Directions for this task: Extract each line of the data below that contains the string "then", treating uppercase and lowercase as different.

§

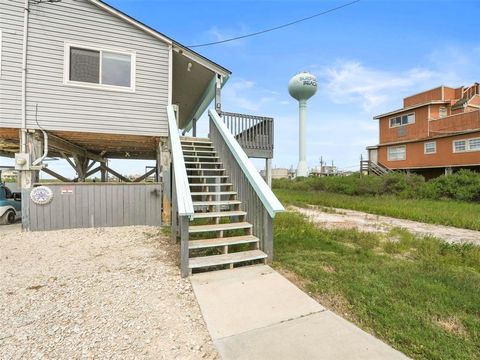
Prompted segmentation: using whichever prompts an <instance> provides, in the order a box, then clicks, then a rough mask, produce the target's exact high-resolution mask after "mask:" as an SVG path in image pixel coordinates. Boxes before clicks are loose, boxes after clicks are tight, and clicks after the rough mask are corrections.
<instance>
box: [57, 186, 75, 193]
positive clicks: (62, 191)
mask: <svg viewBox="0 0 480 360" xmlns="http://www.w3.org/2000/svg"><path fill="white" fill-rule="evenodd" d="M60 193H61V194H62V195H69V194H73V188H72V187H71V186H66V187H64V188H62V189H61V190H60Z"/></svg>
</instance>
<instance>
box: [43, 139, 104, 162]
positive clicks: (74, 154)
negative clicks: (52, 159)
mask: <svg viewBox="0 0 480 360" xmlns="http://www.w3.org/2000/svg"><path fill="white" fill-rule="evenodd" d="M48 146H49V147H51V148H53V149H56V150H58V151H63V152H65V153H67V154H72V155H76V156H78V157H83V158H88V159H92V160H95V161H98V162H101V163H105V162H106V160H105V158H103V156H101V155H99V154H95V153H92V152H90V151H88V150H85V149H84V148H82V147H80V146H78V145H75V144H73V143H71V142H69V141H67V140H64V139H62V138H59V137H58V136H55V135H52V134H49V135H48Z"/></svg>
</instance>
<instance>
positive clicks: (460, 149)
mask: <svg viewBox="0 0 480 360" xmlns="http://www.w3.org/2000/svg"><path fill="white" fill-rule="evenodd" d="M467 151H480V138H473V139H462V140H454V141H453V152H467Z"/></svg>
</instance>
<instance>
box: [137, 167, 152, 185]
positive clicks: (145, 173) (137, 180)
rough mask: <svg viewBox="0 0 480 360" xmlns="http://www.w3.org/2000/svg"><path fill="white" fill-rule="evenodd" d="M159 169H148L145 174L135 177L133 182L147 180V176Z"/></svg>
mask: <svg viewBox="0 0 480 360" xmlns="http://www.w3.org/2000/svg"><path fill="white" fill-rule="evenodd" d="M156 171H157V168H153V169H151V170H148V171H147V172H146V173H145V174H143V175H142V176H139V177H138V178H136V179H134V180H133V182H140V181H143V180H145V179H146V178H147V177H149V176H150V175H152V174H153V173H154V172H156Z"/></svg>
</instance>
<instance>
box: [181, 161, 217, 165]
mask: <svg viewBox="0 0 480 360" xmlns="http://www.w3.org/2000/svg"><path fill="white" fill-rule="evenodd" d="M185 164H189V165H192V164H198V165H222V163H221V162H213V161H185Z"/></svg>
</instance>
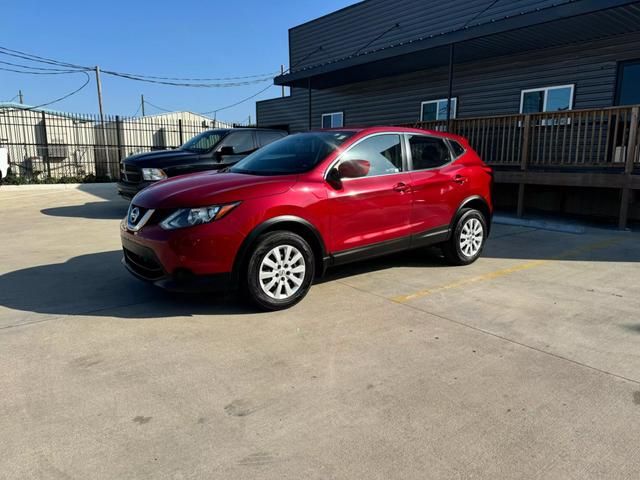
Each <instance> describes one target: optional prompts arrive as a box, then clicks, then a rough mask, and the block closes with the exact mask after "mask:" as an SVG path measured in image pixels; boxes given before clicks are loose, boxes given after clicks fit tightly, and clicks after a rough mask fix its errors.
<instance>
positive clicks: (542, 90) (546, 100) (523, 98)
mask: <svg viewBox="0 0 640 480" xmlns="http://www.w3.org/2000/svg"><path fill="white" fill-rule="evenodd" d="M560 88H570V89H571V97H570V99H569V111H570V110H573V97H574V95H575V91H576V84H575V83H570V84H568V85H553V86H551V87H540V88H528V89H526V90H521V91H520V113H522V112H523V110H524V96H525V94H527V93H531V92H544V102H543V106H542V112H536V113H547V112H548V110H547V102H548V100H549V90H558V89H560ZM559 111H561V110H554V112H559Z"/></svg>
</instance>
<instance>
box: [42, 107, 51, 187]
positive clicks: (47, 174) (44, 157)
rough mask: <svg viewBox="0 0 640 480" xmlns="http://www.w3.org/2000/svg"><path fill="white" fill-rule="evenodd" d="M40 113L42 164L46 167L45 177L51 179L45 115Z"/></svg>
mask: <svg viewBox="0 0 640 480" xmlns="http://www.w3.org/2000/svg"><path fill="white" fill-rule="evenodd" d="M41 113H42V142H43V143H44V155H43V157H44V163H45V165H46V166H47V177H48V178H51V161H50V160H49V135H48V134H47V115H46V114H45V113H44V112H41Z"/></svg>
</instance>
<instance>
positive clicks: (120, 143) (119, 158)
mask: <svg viewBox="0 0 640 480" xmlns="http://www.w3.org/2000/svg"><path fill="white" fill-rule="evenodd" d="M120 125H121V124H120V115H116V144H117V146H118V168H120V164H121V163H122V139H121V138H120Z"/></svg>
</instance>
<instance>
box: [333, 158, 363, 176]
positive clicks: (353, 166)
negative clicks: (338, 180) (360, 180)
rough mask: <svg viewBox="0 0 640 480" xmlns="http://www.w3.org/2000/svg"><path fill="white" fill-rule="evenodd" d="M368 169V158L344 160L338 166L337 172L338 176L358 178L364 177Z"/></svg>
mask: <svg viewBox="0 0 640 480" xmlns="http://www.w3.org/2000/svg"><path fill="white" fill-rule="evenodd" d="M370 169H371V162H369V161H368V160H346V161H344V162H342V163H341V164H340V165H339V166H338V174H339V175H340V178H360V177H366V176H367V175H368V174H369V170H370Z"/></svg>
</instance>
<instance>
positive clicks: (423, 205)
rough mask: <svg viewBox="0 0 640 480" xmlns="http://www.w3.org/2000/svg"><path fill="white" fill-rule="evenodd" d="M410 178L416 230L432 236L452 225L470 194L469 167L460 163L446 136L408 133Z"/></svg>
mask: <svg viewBox="0 0 640 480" xmlns="http://www.w3.org/2000/svg"><path fill="white" fill-rule="evenodd" d="M407 143H408V150H409V152H410V154H409V158H410V178H411V180H410V181H411V186H412V191H413V208H412V211H411V224H412V234H413V235H414V236H417V237H418V238H419V237H420V236H428V235H431V234H434V233H436V234H437V233H438V232H439V231H441V230H442V229H446V228H448V227H449V225H450V223H451V220H452V219H453V216H454V215H455V213H456V211H457V209H458V207H459V206H460V204H461V203H462V201H463V200H464V199H465V198H466V197H467V192H468V178H467V176H466V175H465V170H466V167H465V166H464V165H461V164H459V163H456V162H455V161H454V159H453V157H452V153H451V151H450V149H449V147H448V145H447V144H446V142H445V140H444V139H443V138H440V137H436V136H429V135H419V134H408V135H407Z"/></svg>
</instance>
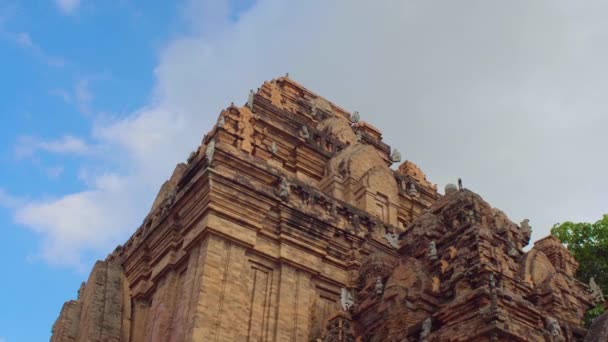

§

Task response:
Prompted segmentation: using whichever prompts an <instance> provides, in the order a box, then clicks, then a rough mask, produce the target's exact high-resolution mask after "mask:" as an SVG path in image pixel coordinates. Boxes before clicks are loose, boxes after clicks are tight, and clicks after the rough mask are corrections.
Each <instance> describes one target: optional prompts arrive as a box, then clicks, then a rough mask, and the block closes with the exact mask after "mask:" as an SVG path measured in image pixels; boxes given before clicks are loose, boxes given after clicks fit tightly, and clicks after a rough mask fix its errors.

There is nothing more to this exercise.